#### Selected excerpt
Since 1990, Japanese landscape architecture firm Placemedia has maintained a crucial ideology — that landscape architects, while specialists, must incorporate the perspectives of all project stakeholders in order to deliver a successful design.
One such project that showcases this collaborative spirit is the Taicang Yuqin Garden in Taicang City, China. The master project, a luxury housing development, would not be complete without an equally luxurious landscape — and architecture firm Sakakura Associates Architects and Engineers invited Placemedia to devise a plan for the land between apartment buildings.
The Taicang Yuqin Garden sits in the green space between the high-rise buildings of the Yuqin Gardens apartments, creating a beautiful outdoor space for residents, ample pathways for pedestrians, and the perfect cover for an underground parking garage.
Designed for a sustainable community that values green space, Placemedia’s design hinges on its concept of a “Green Island,” reflective of the nearby Yangtze River Delta. Each of these slightly elevated “islands” is surrounded by lush greenery in the adjacent lowlands. Each of the garden’s tiny islands is connected by a series of pathways that creates the illusion of veins of a leaf, connecting each “island” in the garden and each building of the apartment complex.
As the trees and shrubbery grow and flower, they will provide shade and outdoor scenery as well as clean air for the community. Taicang Yuqin Garden is a forward-looking green space — sustainably designed and implemented for resilience and sustainability so the landscape can thrive well into the future.
Establishing a collaborative workflow
A hallmark feature of many landscape projects is collaboration with architects for the building elements on the site. Placemedia worked closely with Sakakura Associates Architects and Engineers on the overall scheme of the Taicang Yuqin Garden, ensuring a harmony between landscape and buildings.

#### Extracted data
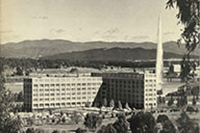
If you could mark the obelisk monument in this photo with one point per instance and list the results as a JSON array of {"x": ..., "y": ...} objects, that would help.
[{"x": 159, "y": 57}]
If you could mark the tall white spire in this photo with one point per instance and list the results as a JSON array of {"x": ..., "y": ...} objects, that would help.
[{"x": 159, "y": 56}]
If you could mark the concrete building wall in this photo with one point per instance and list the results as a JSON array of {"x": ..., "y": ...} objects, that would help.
[
  {"x": 59, "y": 92},
  {"x": 136, "y": 89}
]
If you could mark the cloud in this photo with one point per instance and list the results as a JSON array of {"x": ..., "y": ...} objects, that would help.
[
  {"x": 40, "y": 17},
  {"x": 96, "y": 32},
  {"x": 5, "y": 31},
  {"x": 109, "y": 37},
  {"x": 112, "y": 31},
  {"x": 138, "y": 37},
  {"x": 168, "y": 33},
  {"x": 58, "y": 31}
]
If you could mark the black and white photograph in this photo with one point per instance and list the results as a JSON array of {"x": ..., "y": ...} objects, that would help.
[{"x": 99, "y": 66}]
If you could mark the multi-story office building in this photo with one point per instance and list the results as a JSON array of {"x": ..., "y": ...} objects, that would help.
[
  {"x": 136, "y": 89},
  {"x": 60, "y": 92}
]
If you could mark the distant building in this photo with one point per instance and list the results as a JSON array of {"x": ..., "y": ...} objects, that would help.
[
  {"x": 136, "y": 89},
  {"x": 59, "y": 92}
]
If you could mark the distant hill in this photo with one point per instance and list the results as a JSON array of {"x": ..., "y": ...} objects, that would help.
[
  {"x": 113, "y": 54},
  {"x": 45, "y": 47}
]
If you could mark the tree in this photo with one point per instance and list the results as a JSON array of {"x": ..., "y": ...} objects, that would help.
[
  {"x": 107, "y": 129},
  {"x": 76, "y": 118},
  {"x": 105, "y": 102},
  {"x": 8, "y": 124},
  {"x": 142, "y": 122},
  {"x": 194, "y": 102},
  {"x": 189, "y": 16},
  {"x": 127, "y": 106},
  {"x": 19, "y": 71},
  {"x": 121, "y": 125},
  {"x": 79, "y": 130},
  {"x": 30, "y": 130},
  {"x": 120, "y": 105},
  {"x": 92, "y": 121},
  {"x": 187, "y": 125},
  {"x": 55, "y": 131},
  {"x": 190, "y": 109},
  {"x": 168, "y": 127},
  {"x": 171, "y": 101}
]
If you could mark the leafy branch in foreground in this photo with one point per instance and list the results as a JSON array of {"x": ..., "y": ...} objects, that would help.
[{"x": 189, "y": 16}]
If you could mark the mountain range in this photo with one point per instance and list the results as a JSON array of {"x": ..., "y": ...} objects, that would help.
[
  {"x": 112, "y": 54},
  {"x": 56, "y": 48}
]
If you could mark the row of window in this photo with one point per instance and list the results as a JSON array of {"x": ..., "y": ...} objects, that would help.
[
  {"x": 63, "y": 89},
  {"x": 59, "y": 104},
  {"x": 62, "y": 98},
  {"x": 150, "y": 99},
  {"x": 67, "y": 79},
  {"x": 124, "y": 75},
  {"x": 63, "y": 94},
  {"x": 69, "y": 84}
]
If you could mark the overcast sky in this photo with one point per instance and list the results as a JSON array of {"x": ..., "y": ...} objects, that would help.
[{"x": 86, "y": 20}]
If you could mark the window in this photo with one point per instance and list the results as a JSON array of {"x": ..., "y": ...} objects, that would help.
[
  {"x": 46, "y": 85},
  {"x": 52, "y": 85},
  {"x": 35, "y": 85}
]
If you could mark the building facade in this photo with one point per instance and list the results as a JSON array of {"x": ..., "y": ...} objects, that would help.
[
  {"x": 60, "y": 92},
  {"x": 136, "y": 89}
]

#### Goal
Pick up the article on Placemedia's Taicang Yuqin Garden design after its last sentence and continue it.

#### Solved problem
But any project comes with roadblocks, and one for Placemedia was overseas constraints — “Many materials that can be procured domestically are not available overseas, so it’s necessary to review the selection of materials and specifications to suit the local conditions, and it’s necessary to give detailed instructions,” said Yuta Kobayashi, associate at Placemedia.
“For plants in particular, since there are differences in local weather and climate, as well as differences in tree planting and production techniques, we made many trips to the Chinese planting fields to select plants, communicated with local planters, and sometimes made decisions on changing tree species,” he said.
Envisioning the site is not only a 2-D process for Placemedia. In fact, their use of 3-D modeling helped them visualize the controlled line of sight throughout the space and create a sense of scale. Furthermore, Placemedia could easily show their designs to project stakeholders and quickly get feedback on everything from the shapes of each “island” to the look and placement of outdoor furniture.
What does creativity mean to you?
“I believe that creativity is the ability to create something that does not yet exist in this world. It means designing forms and programs that create new values for the natural environment and the life cycles of the people living in the given site and surrounding area,” said Kobayashi
“In order to achieve these goals, I would like to value relationships with people from many different fields and industries, and to collaborate with them while expanding our knowledge of each other’s fields.”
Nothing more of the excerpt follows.